━━━━━ SOURCE PASSAGE

Data is now directly bcopied into an available slot in the
memory mapped segment. The doors IPC is used only to make a fast
context switch into the server process. This makes doors extremely
lightweight, resulting in very fast context switch times. The data
consumption is still based on the producer/consumer model. The producer
now has more slots to copy the data, as the memory mapped segment is divided
into windows and slots.
Server Side Functions
a. bind
The bind function operates as in implementation I, creating a new
door service. It initializes buffer management variables and calls the
libsocket.so bind to bind the name.
int bind(int s, const struct sockaddr *addr, socklen_t addrlen)

━━━━━━━━━━
━━━━━ LISTED RECORDS

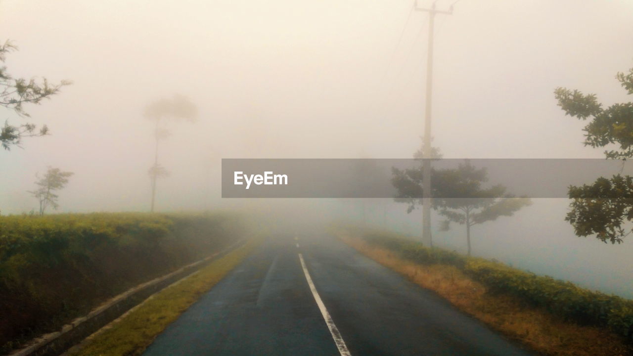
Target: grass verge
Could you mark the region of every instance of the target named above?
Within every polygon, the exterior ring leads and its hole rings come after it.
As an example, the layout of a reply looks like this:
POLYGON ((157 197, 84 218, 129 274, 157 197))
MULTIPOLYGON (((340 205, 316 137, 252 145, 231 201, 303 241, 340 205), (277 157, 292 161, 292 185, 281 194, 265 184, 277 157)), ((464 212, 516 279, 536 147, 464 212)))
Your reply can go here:
POLYGON ((67 355, 141 355, 159 333, 241 262, 257 245, 258 241, 251 240, 158 292, 106 329, 89 337, 80 348, 70 351, 67 355))
POLYGON ((552 356, 633 355, 631 346, 608 329, 579 325, 513 296, 490 293, 454 265, 416 264, 358 236, 344 232, 336 234, 363 254, 537 352, 552 356))

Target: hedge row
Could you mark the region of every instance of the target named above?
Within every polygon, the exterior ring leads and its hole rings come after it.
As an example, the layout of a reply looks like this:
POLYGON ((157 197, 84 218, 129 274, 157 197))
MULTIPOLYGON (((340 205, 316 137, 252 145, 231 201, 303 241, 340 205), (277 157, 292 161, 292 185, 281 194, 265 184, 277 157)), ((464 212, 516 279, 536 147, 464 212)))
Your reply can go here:
POLYGON ((239 234, 227 214, 0 217, 0 354, 239 234))
POLYGON ((570 282, 537 276, 499 262, 429 248, 393 234, 368 232, 363 237, 369 243, 418 264, 456 266, 492 293, 513 295, 580 324, 608 327, 633 341, 633 300, 581 288, 570 282))

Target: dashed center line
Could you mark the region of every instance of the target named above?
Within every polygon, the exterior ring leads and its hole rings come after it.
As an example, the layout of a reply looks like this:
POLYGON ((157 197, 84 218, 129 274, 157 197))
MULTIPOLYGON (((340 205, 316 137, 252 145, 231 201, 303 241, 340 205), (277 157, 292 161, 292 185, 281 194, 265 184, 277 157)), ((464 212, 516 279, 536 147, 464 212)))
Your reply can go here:
MULTIPOLYGON (((297 247, 299 247, 298 243, 297 244, 297 247)), ((310 286, 310 290, 312 291, 312 295, 315 297, 316 305, 318 305, 318 308, 321 310, 321 315, 323 315, 323 319, 325 320, 325 324, 327 324, 328 329, 330 329, 332 338, 334 339, 334 343, 336 344, 336 347, 339 349, 339 353, 341 353, 341 356, 351 356, 351 354, 349 353, 349 350, 348 350, 347 345, 345 345, 345 341, 343 341, 342 336, 341 336, 341 333, 339 331, 338 328, 336 327, 336 326, 334 325, 334 322, 332 320, 330 313, 325 308, 325 305, 323 303, 321 297, 318 295, 318 292, 316 291, 316 288, 312 282, 312 278, 310 277, 310 274, 308 273, 308 269, 306 267, 306 263, 303 261, 303 256, 301 253, 299 254, 299 259, 301 261, 301 267, 303 268, 303 273, 306 275, 306 280, 308 281, 308 285, 310 286)))

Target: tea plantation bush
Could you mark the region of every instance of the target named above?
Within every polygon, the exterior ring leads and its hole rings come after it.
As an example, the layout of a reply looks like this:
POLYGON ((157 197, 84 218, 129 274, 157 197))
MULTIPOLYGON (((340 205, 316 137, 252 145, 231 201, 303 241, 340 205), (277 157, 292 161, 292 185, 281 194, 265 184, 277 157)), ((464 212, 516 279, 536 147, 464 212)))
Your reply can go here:
POLYGON ((0 217, 0 353, 240 237, 229 214, 0 217))
POLYGON ((486 285, 491 293, 513 295, 580 324, 609 327, 633 341, 633 300, 581 288, 570 282, 537 276, 499 262, 429 248, 396 234, 365 232, 363 238, 418 264, 456 266, 486 285))

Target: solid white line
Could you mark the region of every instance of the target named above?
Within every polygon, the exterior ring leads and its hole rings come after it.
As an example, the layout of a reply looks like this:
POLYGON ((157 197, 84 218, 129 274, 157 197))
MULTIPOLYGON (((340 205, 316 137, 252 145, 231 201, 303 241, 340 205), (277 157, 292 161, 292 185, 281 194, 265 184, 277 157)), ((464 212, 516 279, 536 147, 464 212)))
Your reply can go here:
POLYGON ((330 313, 325 308, 325 305, 321 300, 321 297, 319 296, 318 292, 316 291, 316 288, 315 287, 314 283, 312 283, 312 278, 310 277, 310 274, 308 272, 308 269, 306 268, 306 263, 303 261, 303 256, 301 253, 299 254, 299 259, 301 261, 301 267, 303 267, 303 273, 306 275, 308 285, 310 286, 310 290, 312 291, 312 295, 314 296, 316 305, 318 305, 318 308, 321 310, 321 314, 323 315, 323 319, 325 320, 325 324, 327 324, 328 329, 330 329, 332 338, 334 339, 334 343, 336 344, 336 347, 339 348, 339 353, 341 353, 341 356, 351 356, 351 354, 349 353, 349 350, 348 350, 348 346, 345 345, 345 341, 343 341, 342 336, 341 336, 341 333, 339 332, 339 329, 334 325, 334 322, 332 320, 330 313))

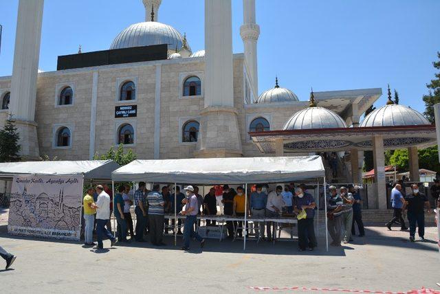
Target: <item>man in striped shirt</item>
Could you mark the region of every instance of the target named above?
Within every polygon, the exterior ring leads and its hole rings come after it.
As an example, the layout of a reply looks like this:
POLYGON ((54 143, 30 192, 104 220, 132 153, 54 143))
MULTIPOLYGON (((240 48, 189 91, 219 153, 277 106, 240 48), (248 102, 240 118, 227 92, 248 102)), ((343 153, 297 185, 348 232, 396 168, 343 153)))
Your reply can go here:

━━━━━━━━━━

SET OF TASKS:
[1] Name each parameter in the bind function signature that ends the doors IPC passage, and give its type.
[2] Pick up the doors IPC passage right after its final line and continue writing it.

WRITTEN ANSWERS:
[1]
- s: int
- addr: const struct sockaddr *
- addrlen: socklen_t

[2]
{
...
1 if (fptr == 0) {
cptr = ( struct sockaddr_in*) addr;
if ((did = door_create(server, DOOR_COOKIE, DOOR_UNREF)) < 0) {
perror("door_create");
return -1;
}
sprintf(bptr, "%s%d", name_service_door, cptr->sin_port);
unlink(bptr);
mask = umask(0);
dfd = open(bptr, O_RDONLY|O_CREAT|O_EXCL|O_TRUNC, 0644);
umask(mask);
if (fattach(did, bptr) < 0 ) {
perror("fattach");
return -1;
}
2 accept_block = FALSE;
if (getenv("SPEED_ACCEPT_BLOCK") != 0)
accept_block = TRUE;
mutex_init(&connect_m, USYNC_THREAD, NULL);
mutex_init(&used_doors.access, USYNC_THREAD, NULL);
used_doors.front = MAX_FDS;
used_doors.number = 0;
mutex_init(&open_doors.access, USYNC_THREAD, NULL);
open_doors.index = 0;
open_doors.open = 0;
/* BUFSIZE = 8192, 8192 / 2 for r, and w, /winsz for number
of wins */
bptr = (char*)getenv("SPEED_NOWINS");
if (bptr == NULL)
tparams.nowins = NOWINS;
else
tparams.nowins = atoi(bptr);
if (tparams.nowins <= 0)
tparams.nowins = nowins;
if ((bptr = (char*)getenv("SPEED_WINSIZE")) == (char*)null)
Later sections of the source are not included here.